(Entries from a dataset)
begin

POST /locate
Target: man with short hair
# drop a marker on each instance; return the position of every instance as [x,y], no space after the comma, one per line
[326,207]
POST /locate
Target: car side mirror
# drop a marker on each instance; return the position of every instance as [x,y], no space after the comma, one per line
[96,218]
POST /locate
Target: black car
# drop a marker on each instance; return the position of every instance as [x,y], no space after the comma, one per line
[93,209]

end
begin

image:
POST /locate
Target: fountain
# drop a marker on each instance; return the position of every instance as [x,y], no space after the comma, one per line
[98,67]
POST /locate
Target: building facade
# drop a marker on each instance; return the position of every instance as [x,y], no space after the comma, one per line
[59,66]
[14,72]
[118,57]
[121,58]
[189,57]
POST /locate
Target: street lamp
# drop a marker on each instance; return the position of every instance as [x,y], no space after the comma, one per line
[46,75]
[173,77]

end

Short task ::
Identify every line in the entries above that contains the word "Target", and copy each of those lines.

Response below ::
Target: man with short hair
Target: car side mirror
Target: black car
Target: fountain
Target: building facade
Target: street lamp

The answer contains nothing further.